Strings and numbers are different **types** of values, even when a string contains the digits of a number. For example, evaluating the following cell causes an error because an integer cannot be added to a string.

In [None]:
8 + "8"

However, there are built-in functions to convert numbers to strings and strings to numbers. Some of these built-in functions have restrictions on the type of argument they take:

|Function |Description|
|-|-|
|`int`|Converts a string of digits or a float to an integer ("int") value|
|`float`|Converts a string of digits (perhaps with a decimal point) or an int to a decimal ("float") value|
|`str`|Converts any value to a string|

Try to predict what data type and value `example` evaluates to, then run the cell.

In [None]:
example = 8 + int("10") + float("8")

print(example)
print("This example returned a " + str(type(example)) + "!")

Suppose you're writing a program that looks for dates in a text, and you want your program to find the amount of time that elapsed between two years it has identified.  It doesn't make sense to subtract two texts, but you can first convert the text containing the years into numbers.

**Question 3.** Finish the code below to compute the number of years that elapsed between `one_year` and `another_year`.  Don't just write the numbers `1618` and `1648` (or `30`); use a conversion function to turn the given text data into numbers.

In [None]:
# Some text data
one_year = "1618"
another_year = "1648"

# Complete the next line. 
# Note that we can't just write:
# another_year - one_year
# If you don't see why, try seeing 
# what happens when you write that here.
difference = ...
difference

In [None]:
grader.check("q3")

## Passing Strings to Functions

String values, like numbers, can be arguments to functions and can be returned by functions. 

The function `len` (derived from the word "length") takes a single string as its argument and returns the number of characters (including spaces) in the string.

Note that it doesn't count *words*. `len("one small step for man")` evaluates to 22, not 5.

Run the cell below to see.

In [None]:
len("one small step for man")

**Question 4.**  Use `len` to find the number of characters in the long string in the next cell.  Characters include things like spaces and punctuation. Assign `sentence_length` to that number.

**Note:** The string is the first sentence of the English translation of the French [Declaration of the Rights of Man](http://avalon.law.yale.edu/18th_century/rightsof.asp).

§ **Work required**
Copy the notebook excerpt from "print(example)" up to and including "years into numbers.", replacing "program" with "script". The lines that come after the notebook excerpt are separate material.

§ **Material provided**
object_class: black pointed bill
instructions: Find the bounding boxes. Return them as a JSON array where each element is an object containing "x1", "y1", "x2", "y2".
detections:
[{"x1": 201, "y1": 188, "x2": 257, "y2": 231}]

§ **Response to this exercise**
print(example)
print("This example returned a " + str(type(example)) + "!")

Suppose you're writing a script that looks for dates in a text, and you want your script to find the amount of time that elapsed between two years it has identified.  It doesn't make sense to subtract two texts, but you can first convert the text containing the years into numbers.